### TASK REQUIREMENTS
Leave the pictures out and reproduce all the entries word for word.

[Items from a data source]
· · · ·

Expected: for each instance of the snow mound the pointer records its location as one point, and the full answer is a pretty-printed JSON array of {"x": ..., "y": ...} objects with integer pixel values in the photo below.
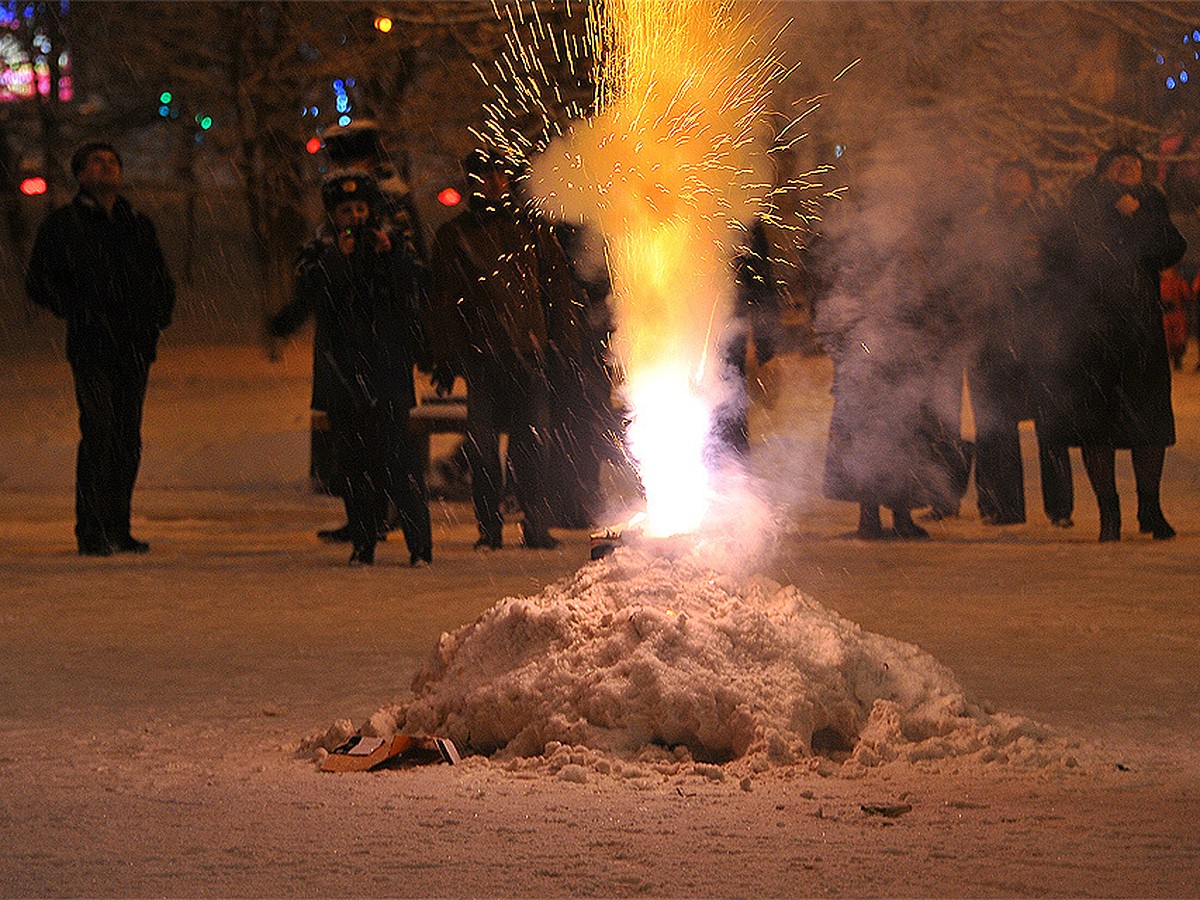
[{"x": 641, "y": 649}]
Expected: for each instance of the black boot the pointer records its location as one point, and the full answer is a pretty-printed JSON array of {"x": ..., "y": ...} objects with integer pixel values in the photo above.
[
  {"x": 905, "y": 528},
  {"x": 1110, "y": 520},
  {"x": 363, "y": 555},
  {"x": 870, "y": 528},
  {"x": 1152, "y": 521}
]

· · · ·

### FINAL ANSWER
Expected: for each instance of the snow mound the pointer records its location as one point, and the full answer is a pretty-printed JSON array of {"x": ..., "y": ...} objects with integer pixel values in the photo below.
[{"x": 641, "y": 649}]
Expected: for each instance of the black boot the pointer records its location as one point, and the full answer is a pretty-printed JSON array of {"x": ..., "y": ...} objects with integer pixel values in the photo above.
[
  {"x": 905, "y": 528},
  {"x": 1110, "y": 520},
  {"x": 363, "y": 555},
  {"x": 870, "y": 528},
  {"x": 1152, "y": 521}
]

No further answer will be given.